→ WORK REQUIRED
Could you rewrite the rows from their start through the line containing "negative clicks: (688, 542)", both ends included, swapping "positive" for "inclusion" and leaving everything else unchanged? Leave the pictures out of your answer.
--*--
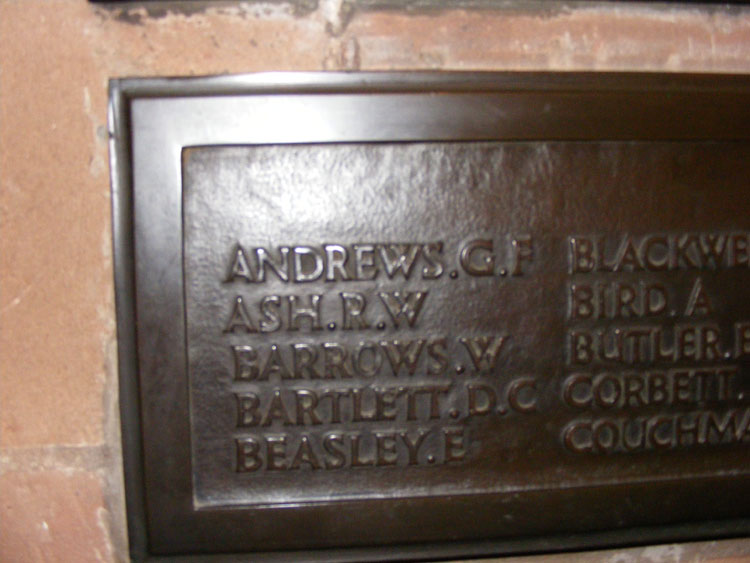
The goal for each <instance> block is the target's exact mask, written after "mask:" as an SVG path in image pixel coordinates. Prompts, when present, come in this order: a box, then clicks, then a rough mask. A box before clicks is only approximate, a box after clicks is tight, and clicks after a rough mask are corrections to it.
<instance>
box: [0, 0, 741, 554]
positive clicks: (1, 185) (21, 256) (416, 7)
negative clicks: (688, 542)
mask: <svg viewBox="0 0 750 563" xmlns="http://www.w3.org/2000/svg"><path fill="white" fill-rule="evenodd" d="M144 4H146V5H147V6H148V8H145V7H143V6H140V7H139V6H138V5H137V4H133V5H126V6H125V7H122V5H120V7H116V8H113V7H107V6H103V5H94V4H89V3H87V2H86V1H85V0H0V370H1V371H0V449H1V454H0V560H2V561H75V562H86V561H124V560H125V559H126V557H127V555H126V554H127V538H126V534H125V516H124V505H123V493H122V478H121V472H120V449H119V430H118V424H119V421H118V417H119V414H118V411H117V391H116V388H117V387H116V376H117V374H116V370H115V366H116V346H115V312H114V301H113V288H112V251H111V222H110V190H109V177H108V155H107V133H106V115H107V81H108V79H109V78H110V77H123V76H152V75H205V74H222V73H240V72H253V71H262V70H359V69H361V70H391V69H443V70H479V69H481V70H510V69H538V70H543V69H547V70H550V69H551V70H654V71H696V72H709V71H711V72H731V73H748V72H750V7H748V8H742V7H736V6H735V7H726V6H700V5H695V4H688V5H684V6H675V5H665V4H643V3H627V4H626V3H619V2H606V3H589V2H577V3H574V2H553V1H548V0H544V1H541V0H536V1H534V0H531V1H530V2H525V3H522V2H516V1H514V0H508V1H504V2H493V1H492V0H475V1H472V0H463V1H454V2H439V1H438V0H421V1H411V2H410V1H408V0H400V1H399V0H357V1H346V0H317V1H316V0H295V1H291V2H286V3H284V2H269V3H257V2H250V3H241V2H211V3H200V2H183V3H181V5H182V6H183V7H182V8H180V9H177V8H176V7H175V6H174V5H170V4H169V3H159V2H148V3H144ZM686 119H689V116H686ZM571 557H572V558H571ZM583 557H584V556H582V555H579V556H557V557H556V559H558V560H560V561H574V560H575V561H578V560H582V558H583ZM585 558H586V559H585V560H586V561H602V560H610V561H622V562H625V561H635V560H643V561H694V560H707V559H711V558H713V559H721V560H727V561H728V560H737V561H739V560H750V546H749V545H748V542H747V541H733V542H722V543H719V544H715V543H713V542H709V543H703V544H695V545H693V544H686V545H681V546H660V547H652V548H645V549H636V550H625V551H619V552H606V553H594V554H587V555H586V556H585Z"/></svg>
--*--
→ ANSWER TO THE EXERCISE
The goal for each <instance> block is the target's exact mask, written after "mask:" as an SVG path in image pixel coordinates. Prompts, when present, come in this order: a box, then clicks, then a rough mask. A box before clicks is only approximate, a box after clicks is tight, and clicks after a rough mask are corrections to it.
<instance>
box: [0, 0, 741, 554]
inclusion clicks: (1, 185) (21, 256) (416, 7)
negative clicks: (688, 542)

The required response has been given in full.